Each record that follows should be repeated exactly, minus any images.

* START Records for this exercise *

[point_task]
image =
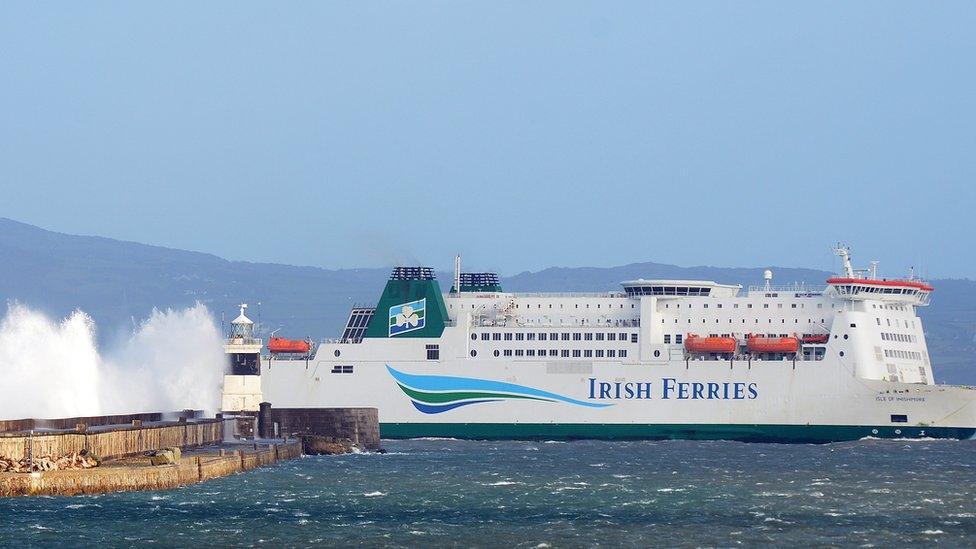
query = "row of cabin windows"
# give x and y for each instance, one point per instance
(678, 337)
(898, 323)
(563, 353)
(904, 338)
(736, 305)
(770, 321)
(888, 307)
(896, 353)
(553, 336)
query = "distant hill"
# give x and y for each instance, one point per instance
(119, 282)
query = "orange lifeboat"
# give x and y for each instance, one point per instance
(712, 344)
(763, 344)
(282, 345)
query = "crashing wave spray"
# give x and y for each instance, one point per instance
(173, 360)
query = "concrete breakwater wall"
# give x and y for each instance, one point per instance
(116, 442)
(128, 477)
(11, 425)
(359, 425)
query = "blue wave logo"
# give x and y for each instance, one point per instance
(437, 394)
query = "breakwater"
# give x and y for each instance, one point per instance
(138, 474)
(113, 441)
(121, 446)
(359, 426)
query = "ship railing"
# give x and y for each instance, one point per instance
(244, 341)
(569, 294)
(490, 322)
(802, 289)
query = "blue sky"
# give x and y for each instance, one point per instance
(522, 134)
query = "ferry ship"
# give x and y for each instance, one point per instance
(659, 359)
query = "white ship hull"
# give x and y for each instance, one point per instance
(810, 403)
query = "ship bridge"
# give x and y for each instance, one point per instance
(679, 288)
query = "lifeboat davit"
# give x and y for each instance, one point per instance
(712, 344)
(763, 344)
(282, 345)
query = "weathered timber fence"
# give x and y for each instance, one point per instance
(123, 441)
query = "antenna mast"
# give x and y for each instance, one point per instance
(845, 256)
(457, 273)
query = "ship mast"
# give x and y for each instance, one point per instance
(845, 256)
(457, 273)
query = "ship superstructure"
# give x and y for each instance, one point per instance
(657, 359)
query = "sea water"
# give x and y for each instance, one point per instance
(536, 494)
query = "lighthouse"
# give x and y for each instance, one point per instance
(242, 386)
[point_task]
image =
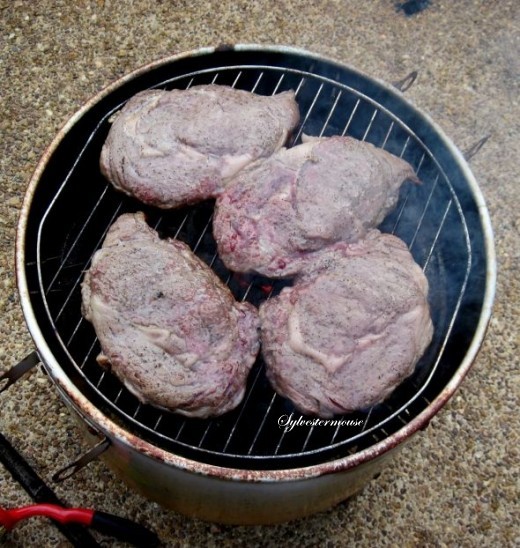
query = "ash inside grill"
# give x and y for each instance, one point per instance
(74, 206)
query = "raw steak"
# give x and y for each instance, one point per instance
(169, 148)
(168, 327)
(350, 329)
(300, 200)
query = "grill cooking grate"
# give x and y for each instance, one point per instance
(74, 207)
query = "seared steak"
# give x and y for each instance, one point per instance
(350, 329)
(300, 200)
(168, 327)
(169, 148)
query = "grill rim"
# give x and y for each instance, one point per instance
(93, 416)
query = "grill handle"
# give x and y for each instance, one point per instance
(92, 454)
(18, 371)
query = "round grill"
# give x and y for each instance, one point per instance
(73, 206)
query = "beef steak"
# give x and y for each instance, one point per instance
(300, 200)
(349, 330)
(168, 327)
(169, 148)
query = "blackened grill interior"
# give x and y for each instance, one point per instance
(74, 206)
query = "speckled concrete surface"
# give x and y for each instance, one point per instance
(457, 483)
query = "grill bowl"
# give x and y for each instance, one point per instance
(69, 206)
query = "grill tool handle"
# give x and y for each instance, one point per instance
(124, 529)
(108, 524)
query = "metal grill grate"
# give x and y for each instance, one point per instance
(77, 206)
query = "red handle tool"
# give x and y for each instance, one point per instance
(121, 528)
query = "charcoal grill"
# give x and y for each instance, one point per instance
(247, 453)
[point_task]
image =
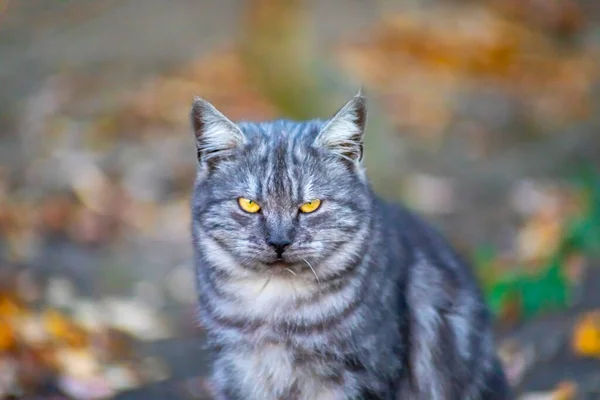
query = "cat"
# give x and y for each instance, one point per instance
(311, 287)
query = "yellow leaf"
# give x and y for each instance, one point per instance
(64, 330)
(7, 337)
(586, 337)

* END Records for this exercise *

Result for this task:
[point_task]
image =
query = "row of cabin windows"
# give x and y for each instance, one point per instance
(678, 337)
(898, 323)
(563, 353)
(904, 338)
(736, 305)
(770, 321)
(888, 307)
(896, 353)
(553, 336)
query = "distant hill"
# give x and y for each instance, one point per instance
(119, 282)
query = "orange lifeboat"
# give x and y for each instance, one point per instance
(712, 344)
(763, 344)
(282, 345)
query = "crashing wave spray"
# give x and y for each instance, one point per instance
(173, 360)
query = "concrete breakwater wall"
# give x and y for each instance, one point per instance
(116, 442)
(128, 477)
(11, 425)
(359, 425)
query = "blue wave logo"
# give x and y for each instance, one point per instance
(437, 394)
query = "breakwater"
# give x and y for each instance, one point per instance
(138, 474)
(113, 441)
(121, 446)
(359, 426)
query = "ship railing"
# give x and y for each instance, one point per instance
(244, 341)
(569, 294)
(490, 322)
(802, 289)
query = "blue sky"
# give x and y for each instance, one point per instance
(522, 134)
query = "ferry ship"
# give x and y for each instance, one point per instance
(659, 359)
query = "white ship hull"
# give x and y for each instance, one point per instance
(810, 403)
query = "ship bridge"
# give x and y for each instance, one point per instance
(679, 288)
query = "lifeboat davit"
# give x and y for each instance, one point per instance
(712, 344)
(763, 344)
(282, 345)
query = "weathered timber fence"
# give x and y for each instance, one point per instance
(123, 441)
query = "antenna mast"
# give x and y for each instance, one point per instance
(845, 256)
(457, 273)
query = "ship mast"
# give x and y for each instance, one point per instance
(845, 256)
(457, 273)
query = "ship superstructure"
# give x and y for each instance, one point per instance
(657, 359)
query = "sea water"
# give x and y for each instance, one point per instance
(536, 494)
query = "lighthouse"
# give x and y for each instance, one point per instance
(242, 386)
[point_task]
image =
query = "ash inside grill"
# give x and y for each instance, one point per instance
(74, 206)
query = "raw steak"
# give x and y for each instance, one point per instance
(169, 148)
(168, 327)
(350, 329)
(300, 200)
query = "grill cooking grate"
# give x and y for each instance, one point per instance
(74, 207)
query = "seared steak"
# give x and y for each instance, one point per instance
(350, 329)
(300, 200)
(168, 327)
(169, 148)
query = "grill rim"
# give x and y for each instance, one point per instance
(93, 416)
query = "grill handle"
# give x and y for each instance, one point per instance
(92, 454)
(18, 371)
query = "round grill"
# give x and y for each instance, one point per instance
(73, 206)
query = "beef steak"
# give x and y for each instance, one point per instance
(300, 200)
(349, 330)
(168, 327)
(169, 148)
query = "blackened grill interior"
# give x and y for each instance, one point per instance
(74, 206)
query = "speckled concrete surface"
# give x and y for each instance, one point per instance
(457, 483)
query = "grill bowl"
# give x and y for each instance, one point per instance
(69, 206)
query = "grill tool handle"
# give x and y for each instance, one point per instance
(124, 529)
(108, 524)
query = "metal grill grate"
# give x and y for each instance, one point per instance
(77, 206)
query = "red handle tool"
# give x and y for each instance, one point per instance
(121, 528)
query = "charcoal grill"
# give x and y for each instance, one point per instance
(247, 453)
[point_task]
image =
query = "cat"
# give x and y for each instance, one point per instance
(311, 287)
query = "yellow leaf"
# give x and y for each instance, one point per instance
(64, 330)
(7, 337)
(586, 337)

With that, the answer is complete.